(Collection entries)
================

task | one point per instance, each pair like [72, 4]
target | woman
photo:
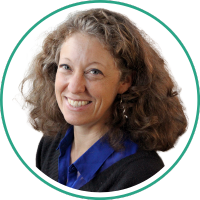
[105, 102]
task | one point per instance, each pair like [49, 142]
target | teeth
[77, 103]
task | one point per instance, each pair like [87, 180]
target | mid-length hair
[154, 115]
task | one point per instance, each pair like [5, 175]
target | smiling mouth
[76, 104]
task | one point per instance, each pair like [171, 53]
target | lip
[81, 108]
[76, 99]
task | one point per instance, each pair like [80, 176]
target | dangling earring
[123, 108]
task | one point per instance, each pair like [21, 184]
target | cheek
[59, 84]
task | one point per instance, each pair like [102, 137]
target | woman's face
[87, 81]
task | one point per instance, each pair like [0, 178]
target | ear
[124, 85]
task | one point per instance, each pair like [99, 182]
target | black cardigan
[125, 173]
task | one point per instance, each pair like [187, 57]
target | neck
[84, 138]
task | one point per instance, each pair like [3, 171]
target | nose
[76, 83]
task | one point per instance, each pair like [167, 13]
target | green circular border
[18, 44]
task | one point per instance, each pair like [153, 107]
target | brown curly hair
[155, 114]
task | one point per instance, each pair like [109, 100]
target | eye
[95, 71]
[65, 66]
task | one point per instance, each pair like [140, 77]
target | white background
[26, 139]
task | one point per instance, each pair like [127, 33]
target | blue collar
[96, 159]
[89, 163]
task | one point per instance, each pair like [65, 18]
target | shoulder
[127, 172]
[46, 149]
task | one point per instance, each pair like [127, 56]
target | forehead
[85, 47]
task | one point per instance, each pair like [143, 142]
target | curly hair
[154, 113]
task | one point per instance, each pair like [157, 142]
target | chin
[75, 121]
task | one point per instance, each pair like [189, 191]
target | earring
[123, 108]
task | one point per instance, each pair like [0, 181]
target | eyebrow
[65, 58]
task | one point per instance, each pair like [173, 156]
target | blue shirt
[97, 158]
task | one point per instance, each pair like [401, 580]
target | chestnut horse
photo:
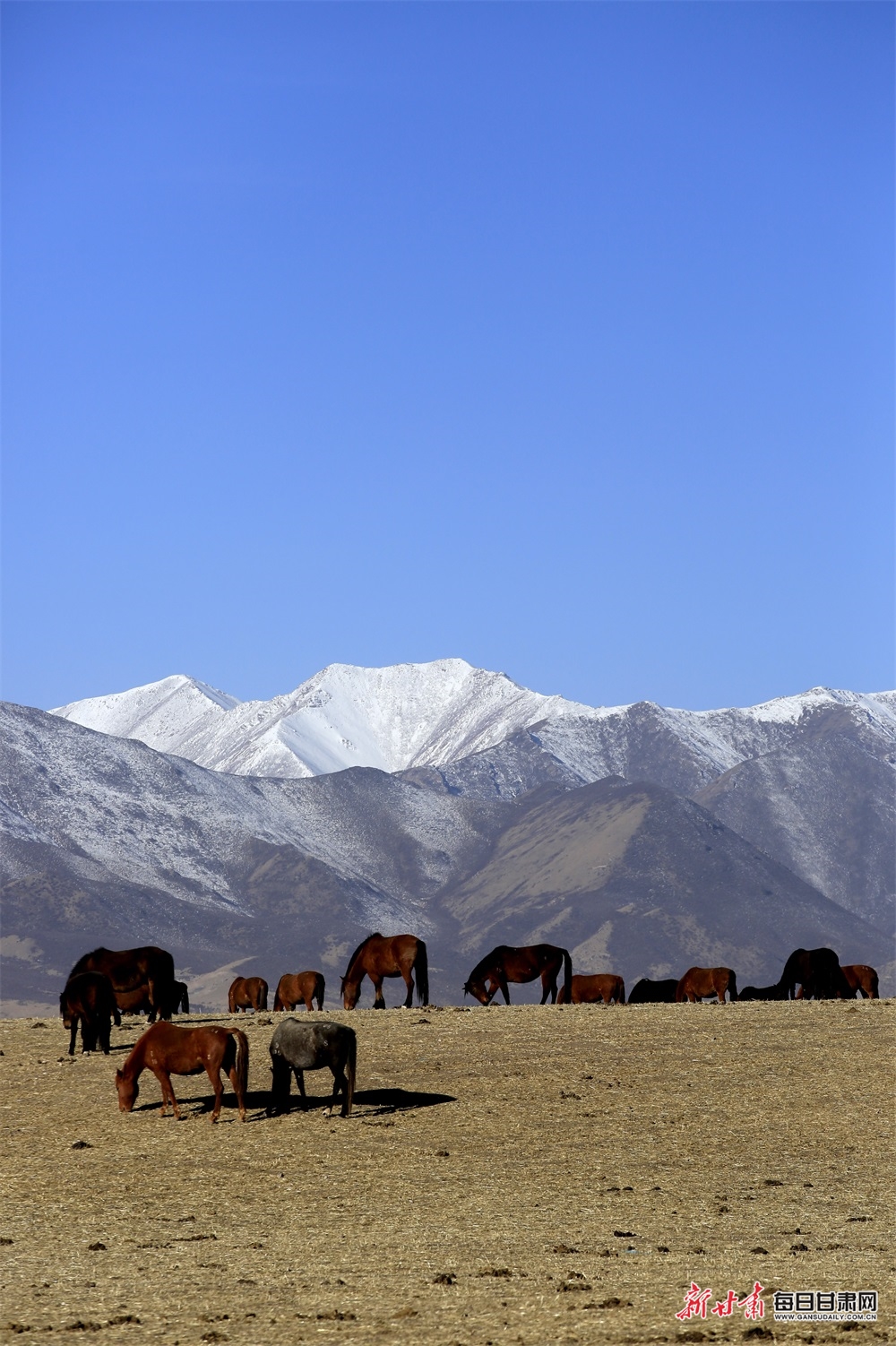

================

DO THIS:
Output each line of the records above as a numbered list, omitting blank lines and leaving out the pictures.

EXERCISE RESPONSE:
1. task | one point per instance, each pair like [72, 4]
2. target | woman
3. photo:
4. [105, 102]
5. task | one point per instance, each pair like [49, 142]
6. target | teeth
7. [77, 103]
8. task | one point per instance, each pair like [87, 180]
9. target | mid-length hair
10. [154, 115]
11. task | one point per instance, each pair like [5, 175]
12. target | smiling mouth
13. [76, 104]
14. task | one point per instance, each pair like [171, 53]
15. target | lip
16. [81, 108]
17. [76, 99]
18. task | one point per instance, each pair like [80, 176]
19. target | dangling earring
20. [123, 108]
21. task | one point per instance, each pair like [21, 184]
22. target | cheek
23. [59, 84]
24. task | one point per instance, each pair like [102, 137]
25. target | woman's face
26. [87, 81]
27. task | one point per instance, each pair like [0, 178]
28. target | ear
29. [124, 85]
30. task | one point per instance, each pair like [99, 182]
31. target | black cardigan
32. [125, 173]
33. task | one point per instance, each pair like [187, 57]
34. target | neck
35. [84, 138]
36. task | one point per instance, each pair like [3, 171]
37. target | nose
38. [76, 83]
39. task | one point per instance, each pair like [167, 13]
40. target | green circular border
41. [18, 44]
42. task | one point per instance, each pair like [153, 107]
43. target | brown curly hair
44. [155, 114]
45. task | one point per instance, each pair like [109, 100]
46. target | eye
47. [95, 71]
48. [65, 66]
49. task | one point per instance, each pair like [140, 77]
50. target | white background
51. [26, 139]
52. task | one point per instance, each pair like [127, 33]
53. target | blue collar
54. [96, 159]
55. [89, 163]
56. task | one point per instance, each pair like [65, 18]
57. target | shoulder
58. [127, 172]
59. [46, 149]
60. task | one point per instance, each pair like [127, 56]
61. target | forehead
62. [85, 47]
63. task | one point per instance, each pair like [143, 142]
64. target | curly hair
65. [154, 113]
66. task | one point per instance, each pair like [157, 142]
67. target | chin
68. [75, 121]
69. task | one point per instance, each pair like [189, 191]
70. target | earring
71. [123, 108]
72. task | one point per instance, each pair like [0, 181]
73. target | eyebrow
74. [65, 58]
75. task | one point per instance, each pair like [173, 156]
76. target | blue shirt
77. [97, 158]
78. task | one point per instance, each pair like [401, 580]
79. target | chestnut horse
80. photo:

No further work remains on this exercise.